Requisiti del problema: Nel brano su NFT e cultura, che vantaggio offrono i token non fungibili per creare e rafforzare le community?

Brano fornito:
________________________________________
NFT e cultura: la conoscenza delle opportunità e dei rischi è fondamentale per delle scelte consapevoli
A cura di:
Francesca Cruciani – Ricercatrice dell’Osservatorio Innovazione Digitale nei Beni e Attività Culturali
In un periodo in cui le Istituzioni culturali si interrogano con sempre maggiore frequenza in merito alla necessità di mantenere un rapporto con i propri pubblici e di creare e mantenere una community che orbiti attorno ai luoghi della cultura in modo continuativo, divenendo quasi un punto di aggregazione nel quotidiano, c’è da chiedersi se le Istituzioni stiano sfruttando al meglio gli strumenti oggi disponibili.
In questo senso, i Non Fungible Token rappresentano uno strumento che offre interessanti opportunità tra cui – oltre alla possibilità di abilitare nuovi modelli di revenue mediante la vendita dei token – la capacità di raggiungere community giovani e già aduse al loro utilizzo, nonché di fidelizzare quelle esistenti.
Tali opportunità dipendono da un insieme di vantaggi legati all’impiego di NFT. In primo luogo, con riferimento all’ampliamento dei modelli di ricavo, possiamo citare tra i vantaggi la replicabilità del concetto di scarsità nel mondo digitale o la possibilità di frazionare la proprietà di un’opera digitale. Diversamente, rispetto alla creazione e rafforzamento di community, il vantaggio offerto dai token non fungibili consiste nel poterli utilizzare come strumento di identificazione per l’offerta di vantaggi esclusivi ai loro possessori.
________________________________________
Righe dei record:
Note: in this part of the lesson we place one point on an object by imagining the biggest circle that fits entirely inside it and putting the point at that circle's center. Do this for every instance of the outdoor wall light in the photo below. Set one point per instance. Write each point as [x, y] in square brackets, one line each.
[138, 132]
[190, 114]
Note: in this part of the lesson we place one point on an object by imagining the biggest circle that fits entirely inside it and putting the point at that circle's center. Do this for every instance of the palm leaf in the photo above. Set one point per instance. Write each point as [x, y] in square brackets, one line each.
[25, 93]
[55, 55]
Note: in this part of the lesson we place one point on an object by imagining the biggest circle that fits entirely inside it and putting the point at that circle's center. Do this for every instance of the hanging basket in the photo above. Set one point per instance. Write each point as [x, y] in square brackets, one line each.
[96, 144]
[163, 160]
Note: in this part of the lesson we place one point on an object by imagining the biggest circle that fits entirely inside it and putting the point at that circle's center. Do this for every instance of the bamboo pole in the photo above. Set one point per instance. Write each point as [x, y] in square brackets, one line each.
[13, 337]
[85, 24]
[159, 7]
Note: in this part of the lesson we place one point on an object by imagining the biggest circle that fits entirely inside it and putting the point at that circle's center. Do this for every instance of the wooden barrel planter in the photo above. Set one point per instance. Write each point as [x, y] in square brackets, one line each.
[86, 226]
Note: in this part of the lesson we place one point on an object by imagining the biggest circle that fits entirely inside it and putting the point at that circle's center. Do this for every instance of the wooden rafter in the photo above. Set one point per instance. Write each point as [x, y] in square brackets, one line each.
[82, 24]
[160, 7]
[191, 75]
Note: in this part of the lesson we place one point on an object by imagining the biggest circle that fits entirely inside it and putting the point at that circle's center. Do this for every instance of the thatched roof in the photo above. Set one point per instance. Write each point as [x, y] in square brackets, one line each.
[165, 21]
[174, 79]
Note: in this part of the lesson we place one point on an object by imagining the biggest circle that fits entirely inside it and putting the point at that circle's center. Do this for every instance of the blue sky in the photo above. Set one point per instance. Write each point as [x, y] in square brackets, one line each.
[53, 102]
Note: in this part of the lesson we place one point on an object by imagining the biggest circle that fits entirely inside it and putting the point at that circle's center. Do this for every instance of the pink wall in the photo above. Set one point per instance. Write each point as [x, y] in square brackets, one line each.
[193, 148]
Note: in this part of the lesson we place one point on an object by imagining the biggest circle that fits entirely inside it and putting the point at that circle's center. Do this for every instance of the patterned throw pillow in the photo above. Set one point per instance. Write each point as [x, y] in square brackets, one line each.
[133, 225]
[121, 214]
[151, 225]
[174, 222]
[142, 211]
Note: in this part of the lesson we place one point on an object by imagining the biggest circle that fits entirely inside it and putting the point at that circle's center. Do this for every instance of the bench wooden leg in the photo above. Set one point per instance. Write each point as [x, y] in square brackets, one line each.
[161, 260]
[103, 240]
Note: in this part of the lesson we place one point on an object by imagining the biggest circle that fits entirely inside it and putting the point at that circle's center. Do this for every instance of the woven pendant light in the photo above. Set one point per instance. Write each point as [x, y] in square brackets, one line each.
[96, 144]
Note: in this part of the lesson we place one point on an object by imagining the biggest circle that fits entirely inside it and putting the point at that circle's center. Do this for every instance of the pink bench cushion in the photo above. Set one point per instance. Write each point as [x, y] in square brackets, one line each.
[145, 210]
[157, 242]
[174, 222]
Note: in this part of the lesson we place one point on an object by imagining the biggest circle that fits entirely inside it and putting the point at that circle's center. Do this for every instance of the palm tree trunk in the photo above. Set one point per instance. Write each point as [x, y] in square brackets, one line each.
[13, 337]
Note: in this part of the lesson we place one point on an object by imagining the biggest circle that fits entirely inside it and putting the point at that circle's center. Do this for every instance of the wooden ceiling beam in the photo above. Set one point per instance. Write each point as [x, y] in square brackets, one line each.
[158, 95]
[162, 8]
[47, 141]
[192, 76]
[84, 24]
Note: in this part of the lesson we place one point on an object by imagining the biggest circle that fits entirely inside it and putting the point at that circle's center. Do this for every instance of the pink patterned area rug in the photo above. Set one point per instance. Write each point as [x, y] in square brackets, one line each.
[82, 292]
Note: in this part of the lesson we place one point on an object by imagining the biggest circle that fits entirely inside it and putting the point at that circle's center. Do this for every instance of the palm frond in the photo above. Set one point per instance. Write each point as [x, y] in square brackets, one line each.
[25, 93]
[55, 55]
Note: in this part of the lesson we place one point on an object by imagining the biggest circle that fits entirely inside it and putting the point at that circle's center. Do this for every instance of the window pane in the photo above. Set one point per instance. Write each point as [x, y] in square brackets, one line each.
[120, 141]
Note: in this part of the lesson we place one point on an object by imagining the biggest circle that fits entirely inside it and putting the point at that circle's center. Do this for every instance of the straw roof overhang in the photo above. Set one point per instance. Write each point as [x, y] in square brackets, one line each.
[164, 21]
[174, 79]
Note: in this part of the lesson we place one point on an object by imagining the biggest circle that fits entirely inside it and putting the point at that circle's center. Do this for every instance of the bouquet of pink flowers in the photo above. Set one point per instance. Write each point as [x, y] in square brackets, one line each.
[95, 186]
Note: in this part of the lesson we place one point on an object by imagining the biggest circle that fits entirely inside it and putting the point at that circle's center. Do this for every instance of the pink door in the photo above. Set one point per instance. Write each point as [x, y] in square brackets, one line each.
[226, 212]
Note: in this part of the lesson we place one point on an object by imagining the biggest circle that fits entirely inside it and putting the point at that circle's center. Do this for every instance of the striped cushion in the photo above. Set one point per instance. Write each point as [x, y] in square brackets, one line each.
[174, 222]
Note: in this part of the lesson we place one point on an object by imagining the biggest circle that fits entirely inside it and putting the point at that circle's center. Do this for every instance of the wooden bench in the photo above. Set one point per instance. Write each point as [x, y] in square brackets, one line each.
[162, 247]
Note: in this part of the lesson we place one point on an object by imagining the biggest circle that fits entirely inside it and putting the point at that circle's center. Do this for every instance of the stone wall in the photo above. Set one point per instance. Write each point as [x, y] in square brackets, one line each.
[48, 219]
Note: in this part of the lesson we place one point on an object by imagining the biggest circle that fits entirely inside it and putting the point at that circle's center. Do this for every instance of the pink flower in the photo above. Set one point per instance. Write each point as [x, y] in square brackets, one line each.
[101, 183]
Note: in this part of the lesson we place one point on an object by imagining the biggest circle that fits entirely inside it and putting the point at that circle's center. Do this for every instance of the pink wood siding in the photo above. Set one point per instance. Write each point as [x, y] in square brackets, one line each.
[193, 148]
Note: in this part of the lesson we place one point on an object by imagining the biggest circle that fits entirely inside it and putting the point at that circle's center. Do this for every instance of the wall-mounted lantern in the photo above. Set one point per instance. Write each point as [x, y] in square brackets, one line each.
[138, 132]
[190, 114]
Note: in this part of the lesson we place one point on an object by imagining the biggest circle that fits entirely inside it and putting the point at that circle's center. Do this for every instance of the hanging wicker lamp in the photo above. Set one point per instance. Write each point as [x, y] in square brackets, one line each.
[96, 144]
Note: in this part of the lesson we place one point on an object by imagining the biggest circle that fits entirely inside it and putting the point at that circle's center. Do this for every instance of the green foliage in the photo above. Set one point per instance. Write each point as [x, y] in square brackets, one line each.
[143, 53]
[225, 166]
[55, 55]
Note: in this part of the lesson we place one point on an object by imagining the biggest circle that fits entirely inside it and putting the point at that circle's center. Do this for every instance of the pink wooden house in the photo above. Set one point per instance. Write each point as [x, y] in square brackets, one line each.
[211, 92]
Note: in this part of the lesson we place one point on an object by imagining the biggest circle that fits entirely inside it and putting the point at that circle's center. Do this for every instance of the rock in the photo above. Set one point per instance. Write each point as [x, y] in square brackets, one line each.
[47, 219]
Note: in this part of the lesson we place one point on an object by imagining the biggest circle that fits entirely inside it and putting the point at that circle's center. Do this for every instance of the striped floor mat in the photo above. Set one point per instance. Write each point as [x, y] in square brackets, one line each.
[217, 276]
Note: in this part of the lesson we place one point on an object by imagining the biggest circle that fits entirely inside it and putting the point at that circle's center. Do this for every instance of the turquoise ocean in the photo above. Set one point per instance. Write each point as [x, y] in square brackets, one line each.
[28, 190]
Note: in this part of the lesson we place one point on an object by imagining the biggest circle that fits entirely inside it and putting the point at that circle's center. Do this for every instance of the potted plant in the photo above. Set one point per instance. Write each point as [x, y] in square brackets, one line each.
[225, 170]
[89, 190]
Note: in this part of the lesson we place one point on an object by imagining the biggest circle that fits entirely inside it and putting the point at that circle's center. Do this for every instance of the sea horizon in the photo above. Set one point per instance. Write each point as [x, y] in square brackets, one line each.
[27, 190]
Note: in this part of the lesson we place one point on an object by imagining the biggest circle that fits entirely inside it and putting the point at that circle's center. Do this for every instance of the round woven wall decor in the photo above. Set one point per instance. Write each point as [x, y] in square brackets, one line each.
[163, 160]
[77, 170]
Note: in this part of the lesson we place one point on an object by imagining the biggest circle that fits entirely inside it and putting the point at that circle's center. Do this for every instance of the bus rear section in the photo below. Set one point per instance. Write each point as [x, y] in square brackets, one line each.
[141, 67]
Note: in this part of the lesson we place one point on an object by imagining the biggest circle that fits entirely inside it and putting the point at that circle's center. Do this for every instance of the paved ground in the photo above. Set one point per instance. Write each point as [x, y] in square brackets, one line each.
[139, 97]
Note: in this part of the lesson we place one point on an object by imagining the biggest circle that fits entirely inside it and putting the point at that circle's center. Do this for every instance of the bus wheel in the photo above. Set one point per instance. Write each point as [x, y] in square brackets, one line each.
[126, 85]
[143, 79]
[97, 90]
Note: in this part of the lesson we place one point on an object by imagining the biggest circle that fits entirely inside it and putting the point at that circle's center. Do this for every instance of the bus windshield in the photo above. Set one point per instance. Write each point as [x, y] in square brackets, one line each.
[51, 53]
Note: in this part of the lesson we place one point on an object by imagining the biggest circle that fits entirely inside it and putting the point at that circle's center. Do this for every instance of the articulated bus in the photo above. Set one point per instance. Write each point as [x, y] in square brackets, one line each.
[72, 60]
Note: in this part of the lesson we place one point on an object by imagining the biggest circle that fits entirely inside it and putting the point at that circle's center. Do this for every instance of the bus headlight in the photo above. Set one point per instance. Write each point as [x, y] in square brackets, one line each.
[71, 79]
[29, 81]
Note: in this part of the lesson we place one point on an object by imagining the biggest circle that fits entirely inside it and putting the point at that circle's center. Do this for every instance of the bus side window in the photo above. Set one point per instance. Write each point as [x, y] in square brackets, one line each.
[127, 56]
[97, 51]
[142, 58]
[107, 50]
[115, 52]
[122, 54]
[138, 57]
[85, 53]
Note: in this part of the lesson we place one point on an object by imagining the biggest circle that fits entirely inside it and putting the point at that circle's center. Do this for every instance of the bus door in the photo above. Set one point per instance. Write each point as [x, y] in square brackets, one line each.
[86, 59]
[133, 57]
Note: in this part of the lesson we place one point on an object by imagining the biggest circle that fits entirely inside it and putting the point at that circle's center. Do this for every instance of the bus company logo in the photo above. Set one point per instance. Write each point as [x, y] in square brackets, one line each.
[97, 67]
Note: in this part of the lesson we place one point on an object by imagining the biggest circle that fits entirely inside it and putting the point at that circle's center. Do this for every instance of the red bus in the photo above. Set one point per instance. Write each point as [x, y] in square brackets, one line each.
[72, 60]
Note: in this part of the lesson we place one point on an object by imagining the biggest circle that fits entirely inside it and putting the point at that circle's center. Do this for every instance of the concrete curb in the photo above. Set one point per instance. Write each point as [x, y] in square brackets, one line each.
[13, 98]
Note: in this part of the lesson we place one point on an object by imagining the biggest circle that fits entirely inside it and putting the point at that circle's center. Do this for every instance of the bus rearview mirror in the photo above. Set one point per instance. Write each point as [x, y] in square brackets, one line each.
________________________________________
Soluzione proposta: Si possono usare come strumento di identificazione per offrire vantaggi esclusivi ai loro possessori.